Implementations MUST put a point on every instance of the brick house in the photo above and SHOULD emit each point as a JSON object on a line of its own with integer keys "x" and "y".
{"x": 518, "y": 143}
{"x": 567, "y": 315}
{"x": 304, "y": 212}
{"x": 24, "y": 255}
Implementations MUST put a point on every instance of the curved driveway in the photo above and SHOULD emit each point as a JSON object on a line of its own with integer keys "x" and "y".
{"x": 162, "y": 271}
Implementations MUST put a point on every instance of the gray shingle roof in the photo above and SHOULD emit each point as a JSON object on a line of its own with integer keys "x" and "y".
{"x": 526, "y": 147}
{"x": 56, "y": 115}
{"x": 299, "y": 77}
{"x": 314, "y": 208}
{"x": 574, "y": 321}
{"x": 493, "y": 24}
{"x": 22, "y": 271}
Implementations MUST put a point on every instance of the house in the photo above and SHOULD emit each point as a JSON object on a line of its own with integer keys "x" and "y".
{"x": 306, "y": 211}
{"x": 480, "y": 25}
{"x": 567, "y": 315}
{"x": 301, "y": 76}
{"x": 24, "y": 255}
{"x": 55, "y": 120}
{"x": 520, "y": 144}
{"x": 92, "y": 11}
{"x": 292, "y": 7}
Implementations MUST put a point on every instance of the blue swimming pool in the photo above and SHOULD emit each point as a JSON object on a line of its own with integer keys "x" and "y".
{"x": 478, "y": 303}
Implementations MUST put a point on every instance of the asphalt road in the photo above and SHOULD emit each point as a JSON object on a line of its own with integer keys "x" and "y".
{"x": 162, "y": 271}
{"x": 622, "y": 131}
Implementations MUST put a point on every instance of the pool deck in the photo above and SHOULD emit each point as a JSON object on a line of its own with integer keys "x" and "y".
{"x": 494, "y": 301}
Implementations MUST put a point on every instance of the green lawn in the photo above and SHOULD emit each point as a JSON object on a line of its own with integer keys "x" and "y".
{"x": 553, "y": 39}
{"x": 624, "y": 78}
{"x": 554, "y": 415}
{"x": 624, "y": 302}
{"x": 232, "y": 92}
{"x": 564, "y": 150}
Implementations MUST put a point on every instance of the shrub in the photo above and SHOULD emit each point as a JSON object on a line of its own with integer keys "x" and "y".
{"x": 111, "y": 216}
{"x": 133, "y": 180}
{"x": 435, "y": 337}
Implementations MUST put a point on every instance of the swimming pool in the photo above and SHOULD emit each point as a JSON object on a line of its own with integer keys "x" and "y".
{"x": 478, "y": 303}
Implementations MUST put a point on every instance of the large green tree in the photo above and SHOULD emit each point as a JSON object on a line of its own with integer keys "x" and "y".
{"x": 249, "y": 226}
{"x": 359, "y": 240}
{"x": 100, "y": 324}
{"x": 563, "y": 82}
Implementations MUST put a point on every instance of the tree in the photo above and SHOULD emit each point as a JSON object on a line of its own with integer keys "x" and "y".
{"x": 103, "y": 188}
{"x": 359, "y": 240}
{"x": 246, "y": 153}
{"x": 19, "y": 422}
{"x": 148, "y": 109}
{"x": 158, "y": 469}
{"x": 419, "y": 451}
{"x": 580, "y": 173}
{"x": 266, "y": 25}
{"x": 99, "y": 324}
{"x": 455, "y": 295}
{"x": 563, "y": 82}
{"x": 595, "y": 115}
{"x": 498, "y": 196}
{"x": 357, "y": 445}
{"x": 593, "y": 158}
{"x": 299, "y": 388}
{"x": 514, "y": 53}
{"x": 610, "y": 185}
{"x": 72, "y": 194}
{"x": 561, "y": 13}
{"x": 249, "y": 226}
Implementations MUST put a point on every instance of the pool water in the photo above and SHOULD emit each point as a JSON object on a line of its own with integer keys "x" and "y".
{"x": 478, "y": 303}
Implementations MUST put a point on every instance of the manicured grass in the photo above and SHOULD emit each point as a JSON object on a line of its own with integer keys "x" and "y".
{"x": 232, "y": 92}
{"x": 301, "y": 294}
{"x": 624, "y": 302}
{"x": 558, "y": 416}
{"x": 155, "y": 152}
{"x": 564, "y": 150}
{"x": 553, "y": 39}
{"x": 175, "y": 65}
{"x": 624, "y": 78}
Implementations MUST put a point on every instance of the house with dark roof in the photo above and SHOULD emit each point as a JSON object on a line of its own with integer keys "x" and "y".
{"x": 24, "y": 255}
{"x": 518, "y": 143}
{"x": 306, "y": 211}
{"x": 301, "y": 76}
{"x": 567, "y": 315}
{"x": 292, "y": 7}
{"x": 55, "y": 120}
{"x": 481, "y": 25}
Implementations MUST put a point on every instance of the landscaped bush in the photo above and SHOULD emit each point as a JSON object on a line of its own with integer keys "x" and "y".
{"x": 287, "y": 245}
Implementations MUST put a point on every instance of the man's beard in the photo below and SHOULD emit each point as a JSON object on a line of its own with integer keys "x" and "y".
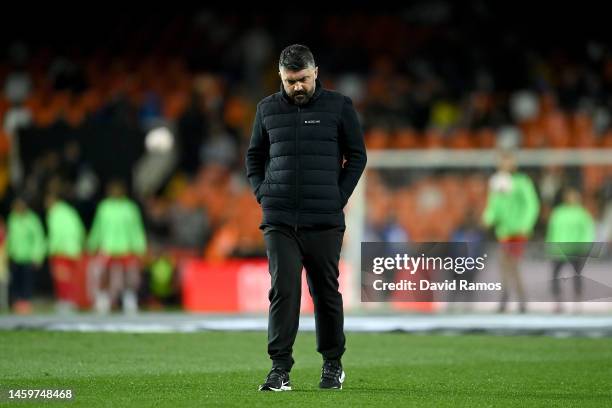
{"x": 302, "y": 98}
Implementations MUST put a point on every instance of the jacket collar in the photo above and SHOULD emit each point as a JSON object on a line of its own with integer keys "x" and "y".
{"x": 318, "y": 92}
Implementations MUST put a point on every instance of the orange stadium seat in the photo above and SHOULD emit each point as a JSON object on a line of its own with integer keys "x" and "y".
{"x": 406, "y": 138}
{"x": 377, "y": 138}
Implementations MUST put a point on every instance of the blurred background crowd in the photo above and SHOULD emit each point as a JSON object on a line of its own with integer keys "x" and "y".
{"x": 165, "y": 102}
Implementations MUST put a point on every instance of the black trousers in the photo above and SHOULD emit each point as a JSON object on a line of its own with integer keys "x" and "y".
{"x": 576, "y": 263}
{"x": 318, "y": 251}
{"x": 22, "y": 281}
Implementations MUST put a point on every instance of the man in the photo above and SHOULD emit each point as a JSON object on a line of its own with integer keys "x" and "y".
{"x": 66, "y": 238}
{"x": 572, "y": 228}
{"x": 118, "y": 236}
{"x": 301, "y": 135}
{"x": 26, "y": 253}
{"x": 512, "y": 209}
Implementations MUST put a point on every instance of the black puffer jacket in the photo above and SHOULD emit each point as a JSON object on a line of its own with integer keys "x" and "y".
{"x": 294, "y": 161}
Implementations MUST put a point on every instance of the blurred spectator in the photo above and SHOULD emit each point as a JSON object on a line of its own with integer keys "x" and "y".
{"x": 512, "y": 210}
{"x": 572, "y": 229}
{"x": 26, "y": 252}
{"x": 66, "y": 238}
{"x": 4, "y": 270}
{"x": 118, "y": 238}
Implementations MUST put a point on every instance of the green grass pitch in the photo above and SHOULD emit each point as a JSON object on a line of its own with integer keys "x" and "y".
{"x": 388, "y": 369}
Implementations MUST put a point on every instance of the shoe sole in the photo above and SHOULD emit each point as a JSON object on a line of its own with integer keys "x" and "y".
{"x": 283, "y": 388}
{"x": 341, "y": 380}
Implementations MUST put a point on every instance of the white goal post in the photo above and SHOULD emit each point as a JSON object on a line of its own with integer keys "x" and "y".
{"x": 423, "y": 159}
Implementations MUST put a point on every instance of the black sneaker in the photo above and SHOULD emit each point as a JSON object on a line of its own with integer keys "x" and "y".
{"x": 332, "y": 375}
{"x": 277, "y": 380}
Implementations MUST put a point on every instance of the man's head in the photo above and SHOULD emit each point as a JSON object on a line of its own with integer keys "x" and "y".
{"x": 571, "y": 196}
{"x": 298, "y": 73}
{"x": 507, "y": 162}
{"x": 115, "y": 188}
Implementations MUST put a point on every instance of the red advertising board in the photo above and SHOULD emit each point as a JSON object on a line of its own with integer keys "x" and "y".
{"x": 241, "y": 286}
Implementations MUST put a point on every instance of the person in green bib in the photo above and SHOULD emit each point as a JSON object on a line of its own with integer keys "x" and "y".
{"x": 118, "y": 238}
{"x": 66, "y": 238}
{"x": 570, "y": 236}
{"x": 26, "y": 252}
{"x": 512, "y": 211}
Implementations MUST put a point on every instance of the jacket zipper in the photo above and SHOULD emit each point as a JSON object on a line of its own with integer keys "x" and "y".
{"x": 297, "y": 170}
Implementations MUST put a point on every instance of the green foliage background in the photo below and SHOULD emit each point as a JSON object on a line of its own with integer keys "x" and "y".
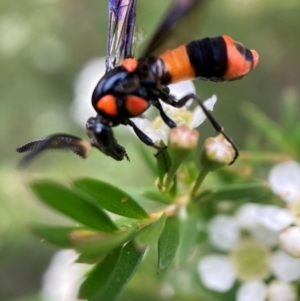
{"x": 43, "y": 46}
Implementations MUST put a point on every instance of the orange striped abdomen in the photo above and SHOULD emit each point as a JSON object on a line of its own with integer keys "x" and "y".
{"x": 216, "y": 59}
{"x": 177, "y": 64}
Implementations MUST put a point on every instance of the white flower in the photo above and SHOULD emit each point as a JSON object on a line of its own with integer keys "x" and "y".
{"x": 217, "y": 273}
{"x": 273, "y": 217}
{"x": 284, "y": 180}
{"x": 252, "y": 290}
{"x": 63, "y": 277}
{"x": 285, "y": 267}
{"x": 250, "y": 260}
{"x": 289, "y": 240}
{"x": 281, "y": 291}
{"x": 157, "y": 130}
{"x": 224, "y": 232}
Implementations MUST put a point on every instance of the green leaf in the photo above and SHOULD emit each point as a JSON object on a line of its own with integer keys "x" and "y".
{"x": 168, "y": 243}
{"x": 56, "y": 235}
{"x": 73, "y": 205}
{"x": 111, "y": 198}
{"x": 97, "y": 244}
{"x": 268, "y": 128}
{"x": 188, "y": 238}
{"x": 157, "y": 196}
{"x": 151, "y": 233}
{"x": 234, "y": 192}
{"x": 110, "y": 277}
{"x": 98, "y": 278}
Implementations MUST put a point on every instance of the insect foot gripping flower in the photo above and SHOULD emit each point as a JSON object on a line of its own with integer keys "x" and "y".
{"x": 182, "y": 140}
{"x": 216, "y": 153}
{"x": 157, "y": 130}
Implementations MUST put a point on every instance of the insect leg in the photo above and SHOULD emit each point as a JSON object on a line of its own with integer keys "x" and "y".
{"x": 216, "y": 125}
{"x": 142, "y": 136}
{"x": 167, "y": 120}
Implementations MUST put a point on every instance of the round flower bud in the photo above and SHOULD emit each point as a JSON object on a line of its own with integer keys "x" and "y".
{"x": 216, "y": 153}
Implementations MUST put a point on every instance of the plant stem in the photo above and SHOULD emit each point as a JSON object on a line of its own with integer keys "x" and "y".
{"x": 203, "y": 173}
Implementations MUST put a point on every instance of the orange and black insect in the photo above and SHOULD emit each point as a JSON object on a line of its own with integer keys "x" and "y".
{"x": 130, "y": 86}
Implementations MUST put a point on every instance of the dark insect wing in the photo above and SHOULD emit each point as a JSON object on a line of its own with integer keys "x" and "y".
{"x": 168, "y": 34}
{"x": 121, "y": 25}
{"x": 66, "y": 142}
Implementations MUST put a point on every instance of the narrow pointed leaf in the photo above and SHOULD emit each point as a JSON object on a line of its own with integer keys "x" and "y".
{"x": 163, "y": 164}
{"x": 151, "y": 233}
{"x": 188, "y": 238}
{"x": 96, "y": 244}
{"x": 111, "y": 198}
{"x": 56, "y": 235}
{"x": 96, "y": 281}
{"x": 111, "y": 276}
{"x": 157, "y": 196}
{"x": 73, "y": 205}
{"x": 168, "y": 243}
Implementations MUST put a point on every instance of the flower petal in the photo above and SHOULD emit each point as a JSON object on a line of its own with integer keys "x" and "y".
{"x": 217, "y": 273}
{"x": 224, "y": 232}
{"x": 274, "y": 218}
{"x": 181, "y": 89}
{"x": 284, "y": 180}
{"x": 252, "y": 290}
{"x": 285, "y": 267}
{"x": 289, "y": 240}
{"x": 281, "y": 291}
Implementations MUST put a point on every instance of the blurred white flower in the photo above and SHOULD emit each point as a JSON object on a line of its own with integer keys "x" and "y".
{"x": 284, "y": 179}
{"x": 84, "y": 85}
{"x": 63, "y": 277}
{"x": 224, "y": 232}
{"x": 217, "y": 273}
{"x": 252, "y": 290}
{"x": 273, "y": 217}
{"x": 281, "y": 291}
{"x": 289, "y": 240}
{"x": 251, "y": 260}
{"x": 285, "y": 267}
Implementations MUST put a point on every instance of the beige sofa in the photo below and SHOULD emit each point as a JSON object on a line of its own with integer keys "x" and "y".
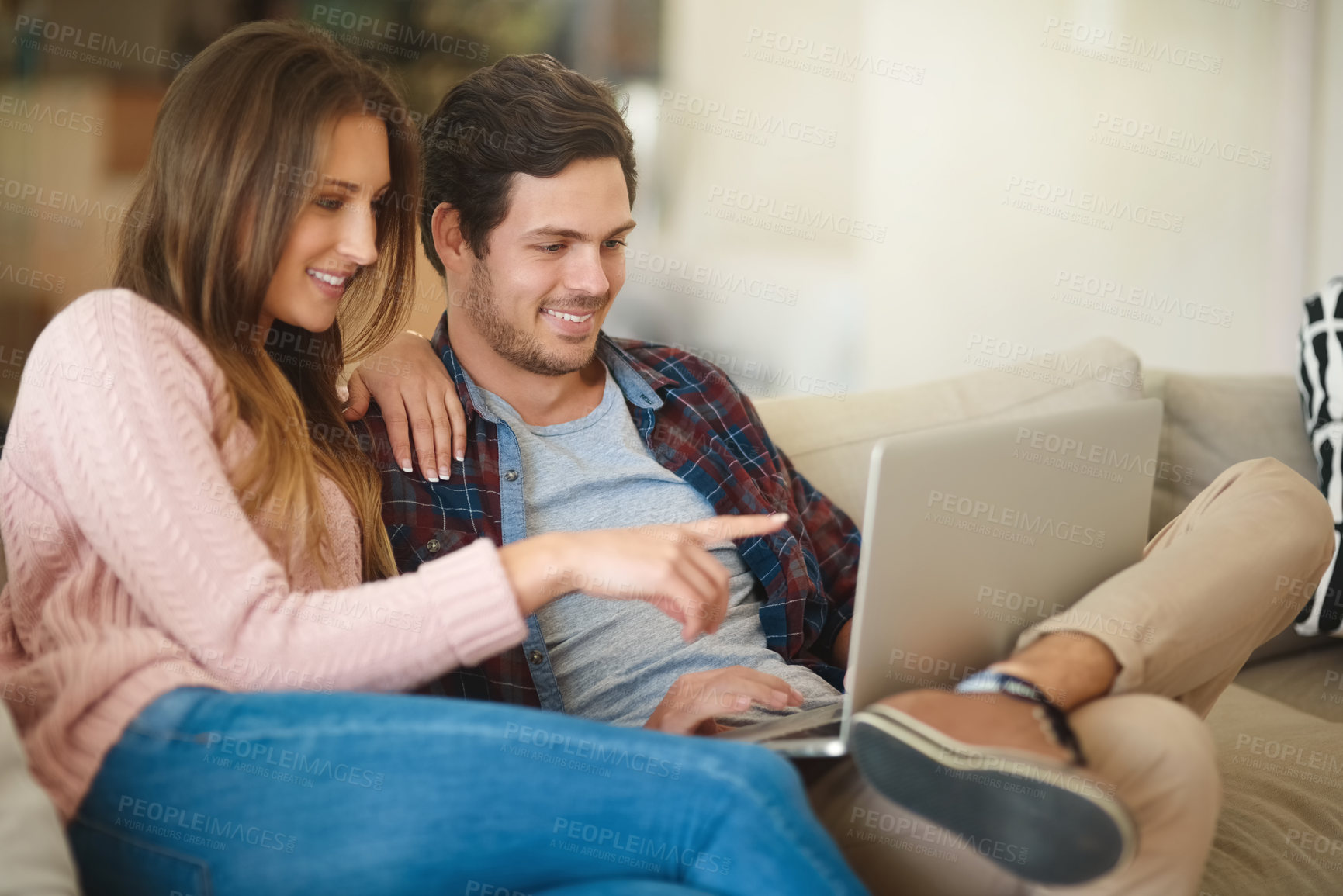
{"x": 1280, "y": 727}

=== GOAL ===
Quote verbatim the final run of lines in the material above, from the line that contains "Implementations MUST put a point on every instance of the plant" through the very last line, excluding any pictures.

=== TASK OUTPUT ===
Implementations MUST put a point on every instance of the plant stem in the photo above and SHOULD emit each point as a JSON object on a line of its own with integer keys "x" and "y".
{"x": 203, "y": 173}
Implementations MUST put a point on every instance of the orange and black insect in the photo above and SHOULD emit each point as a JSON object on a line of its own with integer keys "x" and "y".
{"x": 130, "y": 86}
Implementations MUST put a point on every instance of the dark insect wing in the photo above and SHOULD emit each point as a JSON object on a line of its own with integer keys "x" and "y".
{"x": 168, "y": 34}
{"x": 121, "y": 25}
{"x": 66, "y": 142}
Implementations MUST put a point on every instance of the narrow pointed leaf in the photo above and SHOULD emit each point as a JSON object on a line of its own with integer keys "x" and "y".
{"x": 163, "y": 164}
{"x": 151, "y": 233}
{"x": 188, "y": 238}
{"x": 96, "y": 244}
{"x": 111, "y": 198}
{"x": 56, "y": 235}
{"x": 96, "y": 281}
{"x": 111, "y": 276}
{"x": 157, "y": 196}
{"x": 73, "y": 205}
{"x": 168, "y": 243}
Implementations MUST put a point on every instance of the flower petal in the photo above and SHOULD emit each point as a JSON object on a line of its own with integer keys "x" and "y".
{"x": 217, "y": 273}
{"x": 224, "y": 232}
{"x": 274, "y": 218}
{"x": 181, "y": 89}
{"x": 284, "y": 180}
{"x": 252, "y": 290}
{"x": 285, "y": 267}
{"x": 289, "y": 240}
{"x": 281, "y": 291}
Implementations MUST put a point on every instance of the blurred white flower in the photo above and SHOULD emit each point as a JSON object on a line of its own with integer keys "x" and "y".
{"x": 284, "y": 179}
{"x": 84, "y": 85}
{"x": 63, "y": 277}
{"x": 224, "y": 232}
{"x": 217, "y": 273}
{"x": 252, "y": 290}
{"x": 273, "y": 217}
{"x": 281, "y": 291}
{"x": 289, "y": 240}
{"x": 251, "y": 260}
{"x": 285, "y": 267}
Implementations MUST put a point on every instance of the beige sofa in the photo below and SHOULD emit each point as a JSON object on a line of its own with integer keys "x" and "y".
{"x": 1280, "y": 727}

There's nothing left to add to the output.